Entries shown
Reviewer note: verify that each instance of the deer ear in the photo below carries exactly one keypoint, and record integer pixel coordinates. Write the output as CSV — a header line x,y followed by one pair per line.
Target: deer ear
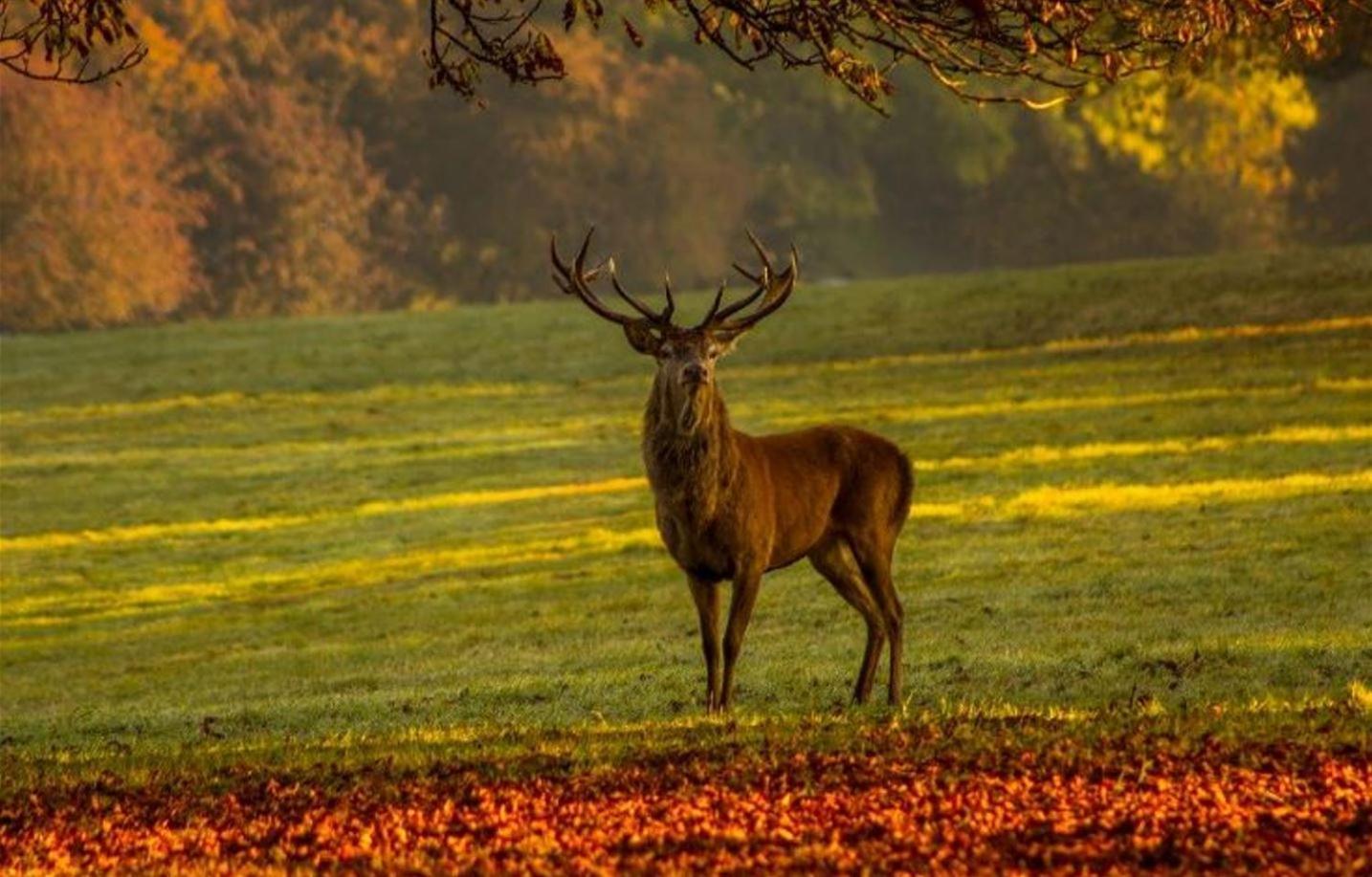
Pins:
x,y
642,340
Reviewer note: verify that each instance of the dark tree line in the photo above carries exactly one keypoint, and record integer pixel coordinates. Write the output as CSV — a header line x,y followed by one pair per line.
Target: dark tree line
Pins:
x,y
278,160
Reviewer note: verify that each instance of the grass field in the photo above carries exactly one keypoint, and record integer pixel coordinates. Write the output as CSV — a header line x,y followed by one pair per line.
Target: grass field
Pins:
x,y
1143,488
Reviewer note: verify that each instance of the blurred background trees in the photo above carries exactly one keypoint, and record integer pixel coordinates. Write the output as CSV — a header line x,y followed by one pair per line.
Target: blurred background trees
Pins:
x,y
285,160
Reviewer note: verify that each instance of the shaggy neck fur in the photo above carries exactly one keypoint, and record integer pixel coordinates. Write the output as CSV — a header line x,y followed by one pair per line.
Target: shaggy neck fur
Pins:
x,y
689,450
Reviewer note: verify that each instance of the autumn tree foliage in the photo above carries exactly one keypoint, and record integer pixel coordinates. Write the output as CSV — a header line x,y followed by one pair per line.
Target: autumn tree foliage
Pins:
x,y
291,199
297,167
94,226
967,46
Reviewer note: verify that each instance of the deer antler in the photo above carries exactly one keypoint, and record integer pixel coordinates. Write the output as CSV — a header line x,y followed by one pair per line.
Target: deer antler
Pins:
x,y
575,280
771,289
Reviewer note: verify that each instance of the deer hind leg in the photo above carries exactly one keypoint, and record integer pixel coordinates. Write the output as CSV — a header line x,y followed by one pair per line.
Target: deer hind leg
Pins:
x,y
874,561
834,560
707,605
740,611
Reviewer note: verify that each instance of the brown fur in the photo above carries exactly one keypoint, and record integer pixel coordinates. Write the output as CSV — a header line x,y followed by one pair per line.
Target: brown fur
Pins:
x,y
733,505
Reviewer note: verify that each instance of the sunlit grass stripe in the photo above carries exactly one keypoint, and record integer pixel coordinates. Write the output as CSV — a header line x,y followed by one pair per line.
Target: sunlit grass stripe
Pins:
x,y
1113,498
914,413
1184,335
360,573
449,445
233,398
503,439
1037,454
140,533
438,391
1049,454
1040,502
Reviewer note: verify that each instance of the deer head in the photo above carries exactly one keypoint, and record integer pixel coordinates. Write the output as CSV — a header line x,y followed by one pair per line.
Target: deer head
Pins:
x,y
685,356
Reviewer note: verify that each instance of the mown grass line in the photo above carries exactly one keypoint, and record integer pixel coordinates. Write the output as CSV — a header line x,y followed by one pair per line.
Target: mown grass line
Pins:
x,y
1036,454
1042,502
400,394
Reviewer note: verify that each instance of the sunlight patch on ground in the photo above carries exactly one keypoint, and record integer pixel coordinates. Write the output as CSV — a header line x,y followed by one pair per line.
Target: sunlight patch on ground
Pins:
x,y
1185,335
438,391
1043,502
914,413
361,573
1036,454
276,522
1049,454
385,393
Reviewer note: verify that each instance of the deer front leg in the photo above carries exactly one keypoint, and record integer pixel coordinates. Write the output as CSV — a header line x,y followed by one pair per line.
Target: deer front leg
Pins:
x,y
707,605
740,611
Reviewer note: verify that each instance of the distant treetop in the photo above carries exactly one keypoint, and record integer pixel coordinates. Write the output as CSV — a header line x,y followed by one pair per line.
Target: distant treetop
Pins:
x,y
1034,53
1023,51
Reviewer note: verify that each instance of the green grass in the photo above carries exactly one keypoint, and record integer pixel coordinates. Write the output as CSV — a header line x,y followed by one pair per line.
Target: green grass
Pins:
x,y
329,628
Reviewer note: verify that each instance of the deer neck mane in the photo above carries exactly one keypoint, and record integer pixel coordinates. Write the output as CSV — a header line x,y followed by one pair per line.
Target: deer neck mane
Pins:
x,y
691,470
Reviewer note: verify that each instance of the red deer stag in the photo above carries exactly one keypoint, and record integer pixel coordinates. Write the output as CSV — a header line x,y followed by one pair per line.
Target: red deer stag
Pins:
x,y
733,505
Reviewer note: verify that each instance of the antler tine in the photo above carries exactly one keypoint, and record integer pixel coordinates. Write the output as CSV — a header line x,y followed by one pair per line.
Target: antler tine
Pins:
x,y
775,294
714,306
572,280
637,305
764,281
671,302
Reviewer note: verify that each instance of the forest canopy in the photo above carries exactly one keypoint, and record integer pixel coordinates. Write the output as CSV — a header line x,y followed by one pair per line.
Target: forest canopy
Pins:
x,y
287,160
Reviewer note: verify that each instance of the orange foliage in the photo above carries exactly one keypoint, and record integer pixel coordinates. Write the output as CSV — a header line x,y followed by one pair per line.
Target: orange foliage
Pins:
x,y
92,221
1254,808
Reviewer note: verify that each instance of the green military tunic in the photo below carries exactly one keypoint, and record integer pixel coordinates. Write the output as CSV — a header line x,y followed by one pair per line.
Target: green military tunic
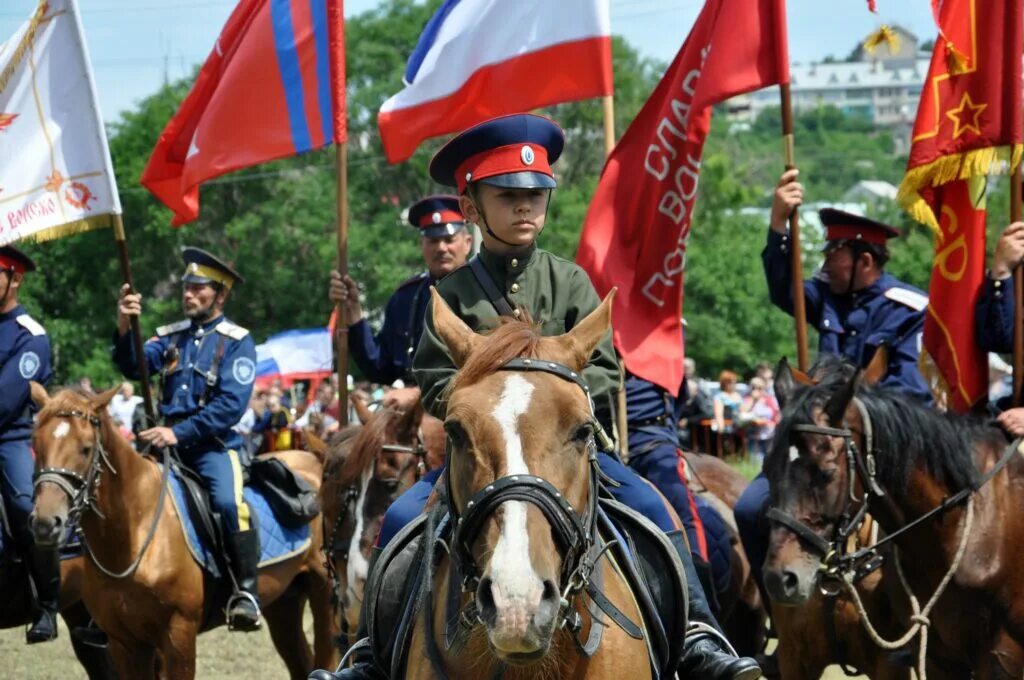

Exercise task
Rescale the data from the line containing "Reviewer note: verify that each instance of the orange" through the end of the data, and write all of those lines again, requests included. Multiply each pixel coordinate in the answers by 0.9 and round to a whole number, with halves rounded up. Leave out the pictures.

Task solution
Reviewer note: verify that each instance of the orange foliage in the photo above carries exactly one keypoint, and record integer pixel coordinates. Write the output as CSV — a header line x,y followed by one pair per line.
Target: orange foliage
Pins:
x,y
83,199
1129,727
Reviewer note: verify that each instance of the green military tunic in the photo below carries exactly one keypoint, and record integer pixel coordinates. Write the output as CSV — a header line x,y followed by one pair per line.
Target: green military tunic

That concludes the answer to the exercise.